**DOCUMENT EXCERPT**:
All those Judges that sarcastically threw homeowners out of court questioning the veracity of accusations against pretender lenders, can get out the salt and pepper as they eat their words.

“Why are they not in jail if they did these things” asked practically everyone on both sides of the issue. The answer is simply that criminal investigations do not take place overnight, they move slowly and if the prosecutor has any intention of winning a conviction he must have sufficient evidence to prove criminal acts beyond a reasonable doubt.

But remember the threshold for most civil litigation is merely a preponderance of the evidence, which means if you think there is more than a 50-50  probability the party did something, the prima facie case is satisfied and damages or injunction are stated in a final judgment. Some causes of action, like fraud, frequently require clear and convincing evidence, which is more than 50-50 and less than beyond a reaonsable doubt.

From the NY Times: ————————

The New York attorney general has started an investigation of eight banks to determine whether they provided misleading information to rating agencies in order to inflate the grades of certain mortgage securities, according to two people with knowledge of the investigation.

[Pointing records]
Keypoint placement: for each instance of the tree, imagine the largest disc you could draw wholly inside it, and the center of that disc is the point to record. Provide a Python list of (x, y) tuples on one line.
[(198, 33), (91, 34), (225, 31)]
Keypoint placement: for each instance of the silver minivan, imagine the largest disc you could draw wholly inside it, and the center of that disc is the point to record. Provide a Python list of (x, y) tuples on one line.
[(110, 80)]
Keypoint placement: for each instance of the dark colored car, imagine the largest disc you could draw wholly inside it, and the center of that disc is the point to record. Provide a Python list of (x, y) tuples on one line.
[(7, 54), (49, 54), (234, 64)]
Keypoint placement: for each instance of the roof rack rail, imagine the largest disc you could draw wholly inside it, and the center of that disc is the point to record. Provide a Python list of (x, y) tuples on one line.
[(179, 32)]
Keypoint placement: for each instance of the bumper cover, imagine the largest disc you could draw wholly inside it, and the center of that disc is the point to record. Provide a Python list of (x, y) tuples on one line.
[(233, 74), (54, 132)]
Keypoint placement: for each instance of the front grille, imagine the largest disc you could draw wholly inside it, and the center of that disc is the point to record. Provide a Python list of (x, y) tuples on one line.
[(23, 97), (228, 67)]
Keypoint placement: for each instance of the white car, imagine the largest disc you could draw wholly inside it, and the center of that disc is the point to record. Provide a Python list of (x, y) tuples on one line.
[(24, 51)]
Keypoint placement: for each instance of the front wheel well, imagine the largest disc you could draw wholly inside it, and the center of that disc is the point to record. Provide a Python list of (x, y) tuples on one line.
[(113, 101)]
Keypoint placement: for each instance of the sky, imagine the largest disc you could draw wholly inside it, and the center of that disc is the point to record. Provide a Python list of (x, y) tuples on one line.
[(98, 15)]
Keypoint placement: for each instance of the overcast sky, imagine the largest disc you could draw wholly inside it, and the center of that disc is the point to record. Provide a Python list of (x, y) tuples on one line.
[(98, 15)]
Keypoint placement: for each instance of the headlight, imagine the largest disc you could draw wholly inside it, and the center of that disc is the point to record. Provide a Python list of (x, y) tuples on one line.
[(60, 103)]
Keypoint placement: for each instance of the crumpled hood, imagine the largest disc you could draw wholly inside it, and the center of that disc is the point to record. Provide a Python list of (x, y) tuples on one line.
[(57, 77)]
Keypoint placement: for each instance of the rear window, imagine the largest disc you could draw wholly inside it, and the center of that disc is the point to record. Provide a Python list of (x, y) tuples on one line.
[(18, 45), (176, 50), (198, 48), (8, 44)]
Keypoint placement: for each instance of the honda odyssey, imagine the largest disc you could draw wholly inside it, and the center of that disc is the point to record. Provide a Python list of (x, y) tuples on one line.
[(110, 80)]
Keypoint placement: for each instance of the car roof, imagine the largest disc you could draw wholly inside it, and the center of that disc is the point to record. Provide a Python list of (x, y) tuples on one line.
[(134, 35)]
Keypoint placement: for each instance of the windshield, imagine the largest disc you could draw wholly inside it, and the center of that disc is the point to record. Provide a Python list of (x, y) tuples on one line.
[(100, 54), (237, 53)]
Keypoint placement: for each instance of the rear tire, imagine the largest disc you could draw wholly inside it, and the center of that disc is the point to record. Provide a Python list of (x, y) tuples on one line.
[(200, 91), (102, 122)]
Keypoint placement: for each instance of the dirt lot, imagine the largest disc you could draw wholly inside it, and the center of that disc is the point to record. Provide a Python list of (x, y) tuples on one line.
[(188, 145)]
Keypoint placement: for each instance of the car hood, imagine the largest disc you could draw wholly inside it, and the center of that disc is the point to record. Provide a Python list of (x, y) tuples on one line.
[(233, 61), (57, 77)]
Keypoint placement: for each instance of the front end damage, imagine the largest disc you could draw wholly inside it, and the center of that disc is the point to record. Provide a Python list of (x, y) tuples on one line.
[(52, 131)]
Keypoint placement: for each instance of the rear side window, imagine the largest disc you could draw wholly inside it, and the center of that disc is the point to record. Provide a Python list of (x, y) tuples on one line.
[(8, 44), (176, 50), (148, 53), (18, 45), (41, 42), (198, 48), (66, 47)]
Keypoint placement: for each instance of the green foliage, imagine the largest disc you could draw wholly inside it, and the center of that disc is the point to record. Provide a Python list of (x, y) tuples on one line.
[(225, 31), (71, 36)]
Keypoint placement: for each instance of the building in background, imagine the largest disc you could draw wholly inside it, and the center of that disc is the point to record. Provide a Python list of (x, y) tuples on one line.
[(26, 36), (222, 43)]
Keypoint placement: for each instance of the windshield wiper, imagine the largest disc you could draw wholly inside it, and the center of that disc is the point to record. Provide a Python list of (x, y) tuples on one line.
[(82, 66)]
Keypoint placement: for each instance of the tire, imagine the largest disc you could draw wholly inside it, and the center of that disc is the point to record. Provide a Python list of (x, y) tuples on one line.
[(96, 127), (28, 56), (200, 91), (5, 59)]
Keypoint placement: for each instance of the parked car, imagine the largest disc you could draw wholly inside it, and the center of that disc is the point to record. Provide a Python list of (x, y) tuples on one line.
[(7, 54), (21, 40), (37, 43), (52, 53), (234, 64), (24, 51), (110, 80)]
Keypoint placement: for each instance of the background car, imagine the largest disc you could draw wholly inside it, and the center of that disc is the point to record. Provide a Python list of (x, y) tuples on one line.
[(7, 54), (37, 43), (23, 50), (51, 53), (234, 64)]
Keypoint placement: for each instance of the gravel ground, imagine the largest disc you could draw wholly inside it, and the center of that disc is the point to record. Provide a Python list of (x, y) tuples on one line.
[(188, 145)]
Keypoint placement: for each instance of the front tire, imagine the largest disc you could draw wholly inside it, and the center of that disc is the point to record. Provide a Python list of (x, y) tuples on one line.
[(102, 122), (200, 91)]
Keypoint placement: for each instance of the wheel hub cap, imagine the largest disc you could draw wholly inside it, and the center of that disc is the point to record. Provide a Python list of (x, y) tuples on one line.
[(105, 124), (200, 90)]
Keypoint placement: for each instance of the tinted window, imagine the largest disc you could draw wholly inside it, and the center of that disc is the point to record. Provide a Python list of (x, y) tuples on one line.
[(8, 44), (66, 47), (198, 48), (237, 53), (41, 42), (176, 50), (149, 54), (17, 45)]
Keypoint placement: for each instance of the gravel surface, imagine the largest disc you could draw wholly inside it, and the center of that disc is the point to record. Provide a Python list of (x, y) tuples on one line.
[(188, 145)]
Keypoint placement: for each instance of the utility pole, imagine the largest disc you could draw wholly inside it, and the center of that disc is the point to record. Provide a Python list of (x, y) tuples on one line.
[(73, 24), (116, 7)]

**REQUIREMENTS**:
1. Decide whether each statement agrees with the mortgage lender excerpt. For each one, answer yes or no and quote the words of the excerpt that decide it.
(a) Most civil litigation requires proof beyond a reasonable doubt.
(b) The New York attorney general's investigation covers eight banks.
(c) Criminal investigations take place overnight.
2. Resume the mortgage lender excerpt from the point where it stops.
The records are material separate from the mortgage lender excerpt.

**PER-TASK ANSWERS**:
1.
(a) No: "the threshold for most civil litigation is merely a preponderance of the evidence"
(b) Yes: "The New York attorney general has started an investigation of eight banks"
(c) No: "criminal investigations do not take place overnight"

2.
by LOUISE STORY

Andrew Cuomo, the attorney general of New York, sent subpoenas to eight Wall Street banks late Wednesday.

The investigation parallels federal inquiries into the business practices of a broad range of financial companies in the years before the collapse of the housing market.

Where those investigations have focused on interactions between the banks and their clients who bought mortgage securities, this one expands the scope of scrutiny to the interplay between banks and the agencies that rate their securities.

The agencies themselves have been widely criticized for overstating the quality of many mortgage securities that ended up losing money once the housing market collapsed. The inquiry by the attorney general of New York, Andrew M. Cuomo, suggests that he thinks the agencies may have been duped by one or more of the targets of his investigation.

Those targets are Goldman Sachs, Morgan Stanley, UBS, Citigroup, Credit Suisse, Deutsche Bank, Crédit Agricole and Merrill Lynch, which is now owned by Bank of America.

The companies that rated the mortgage deals are Standard & Poor’s, Fitch Ratings and Moody’s Investors Service. Investors used their ratings to decide whether to buy mortgage securities.

Mr. Cuomo’s investigation follows an article in The New York Times that described some of the techniques bankers used to get more positive evaluations from the rating agencies.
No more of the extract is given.